━━ PAGE ━━

Finally, you might consider two reference works which help indirectly:
- Commentary of the New Testament Use of the Old Testament lets you look up any NT verse and see what echoes of the OT it contains. Or use the Scriptue index to accomplish the reverse.
- Dictionary of Biblical Imagery lets you look up any biblical theme and see how it is carried along throughout the Bible.
There are endless biblical theology gems to be mined for oneself with the help of these two works.


----------



## Curt (Feb 9, 2012)

_Christology of the Old Testament_, Hengstenberg


----------



## Philip (Feb 9, 2012)

_Knowing Jesus Through the Old Testament_ by Christopher J.H. Wright is one that I found helpful (read it for Christology a couple years back).


----------



## Andres (Feb 9, 2012)

I echo the endorsements for Clowney's book. If you'd like to listen to Clowney's lectures on Christ in the OT, they can be found here. Obviously they are excellent as well.


----------



## KMK (Feb 9, 2012)

Andres said:


> I echo the endorsements for Clowney's book. If you'd like to listen to Clowney's lectures on Christ in the OT, they can be found here. Obviously they are excellent as well.



Thanks for that, Andrew. I love listening to Clowney.


----------



## MightyManfred (Feb 9, 2012)

━━━
━━ RECORDED DATA ━━

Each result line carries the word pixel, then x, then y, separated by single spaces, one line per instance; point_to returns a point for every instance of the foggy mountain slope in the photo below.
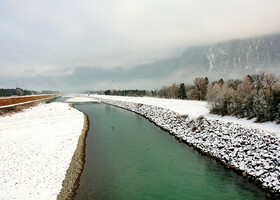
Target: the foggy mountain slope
pixel 230 59
pixel 233 59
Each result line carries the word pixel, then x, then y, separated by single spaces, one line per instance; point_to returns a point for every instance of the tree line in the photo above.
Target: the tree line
pixel 16 91
pixel 256 96
pixel 22 92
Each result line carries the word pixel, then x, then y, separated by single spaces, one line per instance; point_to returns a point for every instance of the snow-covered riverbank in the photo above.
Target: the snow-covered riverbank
pixel 195 109
pixel 253 152
pixel 36 148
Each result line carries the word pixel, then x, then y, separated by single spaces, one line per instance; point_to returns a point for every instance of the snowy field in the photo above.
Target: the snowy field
pixel 252 151
pixel 194 109
pixel 36 148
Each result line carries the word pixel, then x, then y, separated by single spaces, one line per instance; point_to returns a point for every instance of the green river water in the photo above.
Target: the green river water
pixel 129 158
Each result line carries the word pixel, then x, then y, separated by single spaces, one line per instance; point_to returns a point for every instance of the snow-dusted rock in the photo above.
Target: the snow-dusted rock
pixel 250 150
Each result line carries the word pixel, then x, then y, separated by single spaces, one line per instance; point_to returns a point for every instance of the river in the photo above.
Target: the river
pixel 127 157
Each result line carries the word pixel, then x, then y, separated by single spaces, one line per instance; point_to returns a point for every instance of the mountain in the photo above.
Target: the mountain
pixel 228 60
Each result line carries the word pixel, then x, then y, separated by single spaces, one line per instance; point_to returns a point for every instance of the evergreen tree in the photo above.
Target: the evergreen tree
pixel 182 92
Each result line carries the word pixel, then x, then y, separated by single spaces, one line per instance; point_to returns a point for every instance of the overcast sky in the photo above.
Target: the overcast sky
pixel 52 37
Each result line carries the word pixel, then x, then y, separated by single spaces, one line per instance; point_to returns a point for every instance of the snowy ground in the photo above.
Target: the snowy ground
pixel 36 148
pixel 195 109
pixel 251 151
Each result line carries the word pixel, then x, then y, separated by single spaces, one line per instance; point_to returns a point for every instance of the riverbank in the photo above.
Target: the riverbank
pixel 36 149
pixel 17 103
pixel 254 153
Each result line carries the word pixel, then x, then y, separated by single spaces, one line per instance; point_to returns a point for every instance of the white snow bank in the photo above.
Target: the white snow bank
pixel 194 109
pixel 36 148
pixel 82 99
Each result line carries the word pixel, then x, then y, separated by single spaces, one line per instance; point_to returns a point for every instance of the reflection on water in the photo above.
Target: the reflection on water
pixel 127 157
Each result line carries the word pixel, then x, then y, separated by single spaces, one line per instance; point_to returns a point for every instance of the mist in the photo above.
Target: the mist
pixel 45 43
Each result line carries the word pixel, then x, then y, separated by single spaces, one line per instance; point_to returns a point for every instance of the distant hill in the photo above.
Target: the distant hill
pixel 230 59
pixel 227 60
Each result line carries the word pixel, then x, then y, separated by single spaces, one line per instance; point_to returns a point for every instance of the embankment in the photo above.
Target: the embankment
pixel 15 103
pixel 72 177
pixel 252 153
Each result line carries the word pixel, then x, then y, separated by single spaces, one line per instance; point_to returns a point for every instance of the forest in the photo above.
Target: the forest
pixel 256 96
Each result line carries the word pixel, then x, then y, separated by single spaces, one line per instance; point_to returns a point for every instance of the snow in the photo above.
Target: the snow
pixel 246 149
pixel 82 99
pixel 37 146
pixel 195 109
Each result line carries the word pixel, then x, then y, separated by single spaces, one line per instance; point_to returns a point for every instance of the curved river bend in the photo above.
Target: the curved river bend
pixel 127 157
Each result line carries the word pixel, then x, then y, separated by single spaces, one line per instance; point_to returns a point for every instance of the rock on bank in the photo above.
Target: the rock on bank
pixel 252 152
pixel 36 148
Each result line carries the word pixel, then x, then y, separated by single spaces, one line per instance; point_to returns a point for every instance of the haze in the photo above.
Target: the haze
pixel 45 41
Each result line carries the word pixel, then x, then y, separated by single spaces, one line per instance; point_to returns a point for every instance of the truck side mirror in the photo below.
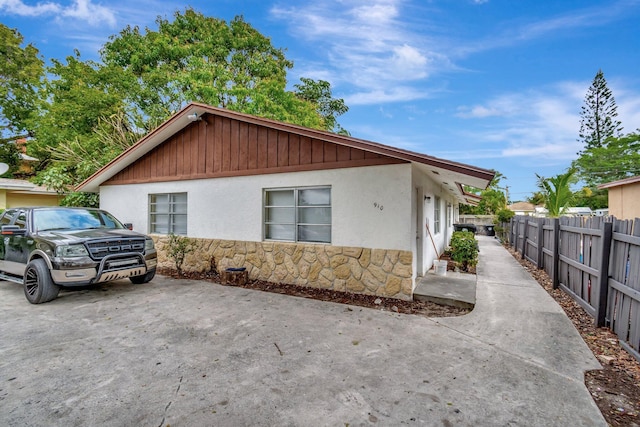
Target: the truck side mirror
pixel 13 230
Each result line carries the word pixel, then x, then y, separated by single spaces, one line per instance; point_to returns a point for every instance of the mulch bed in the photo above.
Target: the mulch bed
pixel 615 388
pixel 426 309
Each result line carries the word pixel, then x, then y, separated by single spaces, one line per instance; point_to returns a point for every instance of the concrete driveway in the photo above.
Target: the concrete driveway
pixel 189 353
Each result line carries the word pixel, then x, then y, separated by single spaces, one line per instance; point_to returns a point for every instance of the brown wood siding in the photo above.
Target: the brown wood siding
pixel 222 147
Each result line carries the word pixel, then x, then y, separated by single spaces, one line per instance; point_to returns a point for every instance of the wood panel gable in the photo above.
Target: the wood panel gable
pixel 218 146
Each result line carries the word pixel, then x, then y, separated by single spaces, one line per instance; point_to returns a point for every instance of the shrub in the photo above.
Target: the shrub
pixel 464 249
pixel 179 247
pixel 504 215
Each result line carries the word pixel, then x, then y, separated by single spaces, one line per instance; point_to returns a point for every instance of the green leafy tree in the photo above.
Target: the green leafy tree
pixel 88 112
pixel 319 94
pixel 598 114
pixel 536 198
pixel 21 73
pixel 9 155
pixel 204 59
pixel 557 192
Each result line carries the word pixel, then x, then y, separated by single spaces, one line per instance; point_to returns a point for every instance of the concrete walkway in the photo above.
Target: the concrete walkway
pixel 181 352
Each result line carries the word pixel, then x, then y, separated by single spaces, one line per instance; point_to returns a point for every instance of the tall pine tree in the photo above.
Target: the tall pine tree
pixel 598 114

━━━

> REQUIRED WORK:
(a) Write out the passage from the forum thread on books about Christ in the Old Testament, beginning at the words "## Philip (Feb" and stopping after "couple years back).".
(b) Extend the forum thread on books about Christ in the Old Testament from the point where it stops.

> EXERCISE ANSWERS:
(a)
## Philip (Feb 9, 2012)

_Knowing Jesus Through the Old Testament_ by Christopher J.H. Wright is one that I found helpful (read it for Christology a couple years back).

(b)
I bought a copy of an old, reliable text on this topic: Typos, by Leonhard Goppelt. It's available on Google Books: Typos - The Typological Interpretation of the Old Testament in the New - Leonhard Goppelt, E. Earle Ellis - Google eBookstore


----------



## Philip (Feb 9, 2012)

Reformedfellow said:


> I noticed the book you mentioned by Wright before, but thought it was a little "messianic" in leaning? Am I mistaken?
> (I mean, in the messianic Judaism/dispensational sort of way)



Not really---Wright is a British evangelical, and that way of thinking simply isn't a factor there.


----------



## MightyManfred (Feb 10, 2012)

Reformedfellow said:


> Stuart, thank-you for the suggestion, I will look into that as well.
> 
> ---------- Post added at 08:48 AM ---------- Previous post was at 08:46 AM ----------
> 
> ...




I will let Voddie know! His book, _What He Must Be if He Wants to Marry My Daughter_, was released just as my daughter told me she was serious about a young man. That book changed my life, and my son-in-law's.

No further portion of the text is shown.